### What needs to be done
Which lines below contain the word "headscarf"? Find each one and copy it out in full.

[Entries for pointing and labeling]
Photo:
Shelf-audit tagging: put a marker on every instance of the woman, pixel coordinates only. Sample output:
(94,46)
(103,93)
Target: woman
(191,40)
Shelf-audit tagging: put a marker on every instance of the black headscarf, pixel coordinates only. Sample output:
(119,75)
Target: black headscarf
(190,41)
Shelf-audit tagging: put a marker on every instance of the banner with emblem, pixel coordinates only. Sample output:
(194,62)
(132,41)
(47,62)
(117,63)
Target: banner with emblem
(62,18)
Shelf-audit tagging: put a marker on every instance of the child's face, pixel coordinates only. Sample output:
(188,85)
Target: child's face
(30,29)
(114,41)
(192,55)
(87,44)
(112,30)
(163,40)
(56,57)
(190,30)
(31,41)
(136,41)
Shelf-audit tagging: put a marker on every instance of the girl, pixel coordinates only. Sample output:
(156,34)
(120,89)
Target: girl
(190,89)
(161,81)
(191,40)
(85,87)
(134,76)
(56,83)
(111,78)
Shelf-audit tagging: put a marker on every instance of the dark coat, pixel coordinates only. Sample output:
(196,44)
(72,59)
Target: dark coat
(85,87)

* * *

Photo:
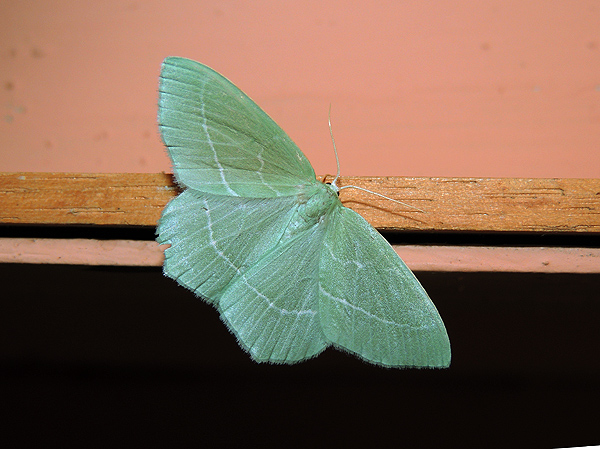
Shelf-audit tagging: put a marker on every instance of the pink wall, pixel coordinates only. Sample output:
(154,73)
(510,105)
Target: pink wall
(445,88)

---

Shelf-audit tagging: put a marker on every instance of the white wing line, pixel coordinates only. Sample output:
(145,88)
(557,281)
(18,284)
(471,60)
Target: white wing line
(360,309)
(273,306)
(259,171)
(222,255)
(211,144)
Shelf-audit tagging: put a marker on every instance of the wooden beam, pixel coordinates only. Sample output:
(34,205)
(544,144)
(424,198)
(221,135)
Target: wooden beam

### Worked solution
Shelf-audit tagging: put a marker on every instance of the black headscarf, pixel coordinates only. Sample output:
Target: black headscarf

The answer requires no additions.